>> BEGIN RECORD EXCERPTS

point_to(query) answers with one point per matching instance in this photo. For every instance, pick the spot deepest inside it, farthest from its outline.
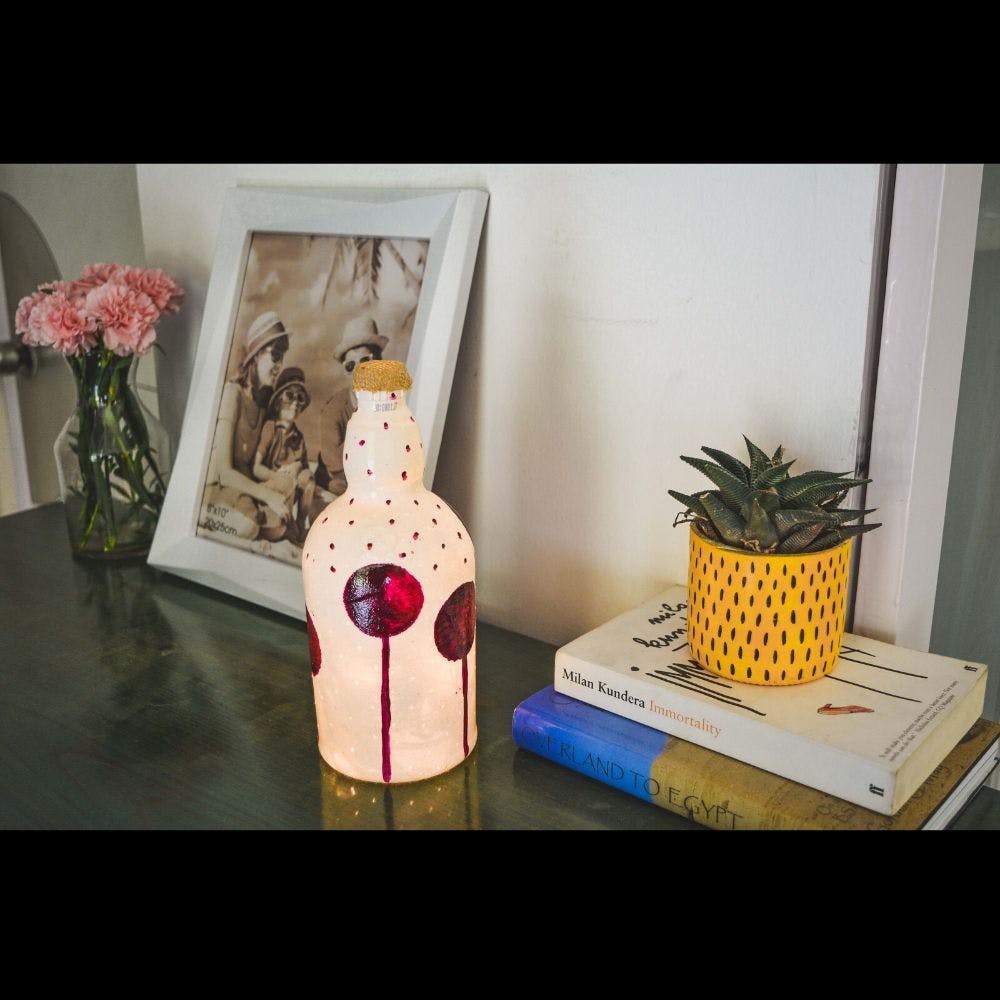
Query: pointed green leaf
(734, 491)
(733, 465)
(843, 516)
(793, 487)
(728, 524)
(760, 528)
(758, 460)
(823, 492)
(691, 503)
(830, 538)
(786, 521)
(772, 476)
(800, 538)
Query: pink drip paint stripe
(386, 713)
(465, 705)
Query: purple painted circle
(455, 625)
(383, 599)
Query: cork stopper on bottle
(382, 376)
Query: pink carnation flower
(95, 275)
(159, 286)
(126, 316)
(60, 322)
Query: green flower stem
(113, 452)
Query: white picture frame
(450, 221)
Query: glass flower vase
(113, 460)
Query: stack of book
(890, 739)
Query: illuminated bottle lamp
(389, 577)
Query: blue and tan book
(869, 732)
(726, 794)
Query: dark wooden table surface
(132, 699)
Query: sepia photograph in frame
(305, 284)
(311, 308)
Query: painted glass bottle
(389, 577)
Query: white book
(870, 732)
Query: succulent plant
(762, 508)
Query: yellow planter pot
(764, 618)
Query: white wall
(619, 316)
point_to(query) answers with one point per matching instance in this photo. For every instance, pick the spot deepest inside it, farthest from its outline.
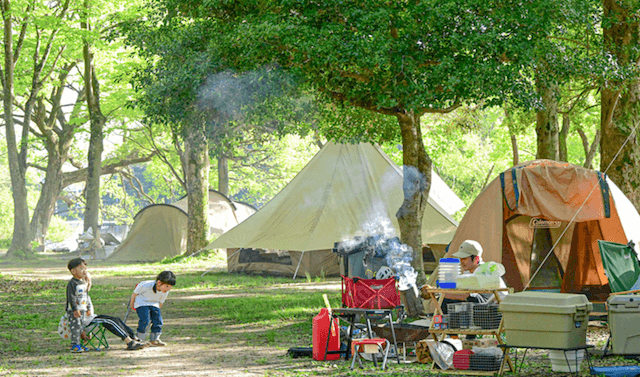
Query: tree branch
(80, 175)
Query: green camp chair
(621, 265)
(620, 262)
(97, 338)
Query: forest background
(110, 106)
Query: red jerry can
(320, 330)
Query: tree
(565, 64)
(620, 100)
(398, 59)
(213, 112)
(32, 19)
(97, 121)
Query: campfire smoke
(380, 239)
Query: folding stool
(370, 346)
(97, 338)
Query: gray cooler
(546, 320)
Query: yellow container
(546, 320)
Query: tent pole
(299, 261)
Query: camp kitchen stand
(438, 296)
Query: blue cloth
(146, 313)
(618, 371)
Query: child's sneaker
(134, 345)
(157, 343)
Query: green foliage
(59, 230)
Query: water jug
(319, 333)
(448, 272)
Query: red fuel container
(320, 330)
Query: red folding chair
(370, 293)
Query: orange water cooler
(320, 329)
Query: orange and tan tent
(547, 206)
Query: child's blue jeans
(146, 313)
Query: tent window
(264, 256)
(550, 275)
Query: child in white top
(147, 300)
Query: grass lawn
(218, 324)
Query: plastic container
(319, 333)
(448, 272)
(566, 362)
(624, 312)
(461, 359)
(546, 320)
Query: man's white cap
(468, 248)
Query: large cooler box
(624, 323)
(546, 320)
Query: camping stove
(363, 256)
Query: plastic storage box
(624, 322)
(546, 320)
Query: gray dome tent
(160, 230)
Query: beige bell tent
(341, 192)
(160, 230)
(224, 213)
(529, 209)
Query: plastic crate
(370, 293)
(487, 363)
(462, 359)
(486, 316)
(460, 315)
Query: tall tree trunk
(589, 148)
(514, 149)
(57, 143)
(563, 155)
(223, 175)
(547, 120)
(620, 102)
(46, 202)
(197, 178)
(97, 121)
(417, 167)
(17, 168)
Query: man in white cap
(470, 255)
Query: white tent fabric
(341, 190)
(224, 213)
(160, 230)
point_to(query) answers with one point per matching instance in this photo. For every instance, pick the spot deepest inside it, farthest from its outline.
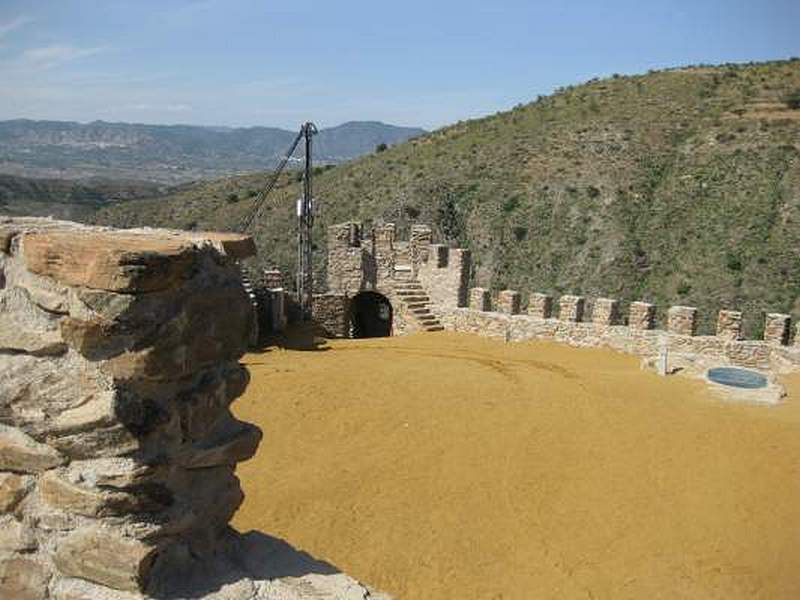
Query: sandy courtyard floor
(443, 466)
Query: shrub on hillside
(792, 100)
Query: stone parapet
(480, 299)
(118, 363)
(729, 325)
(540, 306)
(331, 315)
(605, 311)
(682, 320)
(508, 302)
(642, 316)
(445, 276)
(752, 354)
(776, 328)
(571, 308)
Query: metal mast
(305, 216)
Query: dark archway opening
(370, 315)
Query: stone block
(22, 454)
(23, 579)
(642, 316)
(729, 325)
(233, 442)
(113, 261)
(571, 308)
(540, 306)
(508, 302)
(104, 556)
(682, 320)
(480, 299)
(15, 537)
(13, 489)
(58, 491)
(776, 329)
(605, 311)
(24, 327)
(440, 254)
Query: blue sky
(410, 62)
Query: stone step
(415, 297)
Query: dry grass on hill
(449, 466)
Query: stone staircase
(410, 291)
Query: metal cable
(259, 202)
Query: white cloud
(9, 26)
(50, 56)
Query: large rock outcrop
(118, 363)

>> END RECORD EXCERPTS

**OBJECTIVE**:
Quote the entries above exactly, beginning with the line containing "Query: stone parapet" and continuing through the final line of the entries.

**REPLY**:
Query: stone parapet
(480, 299)
(118, 363)
(729, 325)
(540, 306)
(331, 315)
(605, 311)
(682, 320)
(508, 302)
(642, 316)
(445, 276)
(752, 354)
(776, 328)
(571, 308)
Query: metal mast
(305, 216)
Query: dark archway opening
(370, 315)
Query: stone block
(22, 454)
(23, 579)
(642, 316)
(729, 325)
(233, 442)
(113, 261)
(571, 308)
(540, 306)
(508, 302)
(104, 556)
(682, 320)
(480, 299)
(15, 537)
(13, 489)
(58, 491)
(776, 329)
(605, 311)
(24, 327)
(440, 254)
Query: blue sky
(410, 62)
Query: stone step
(415, 297)
Query: dry grass on hill
(449, 466)
Query: stone staircase
(410, 291)
Query: metal cable
(259, 202)
Query: white cloud
(9, 26)
(50, 56)
Query: large rock outcrop
(118, 363)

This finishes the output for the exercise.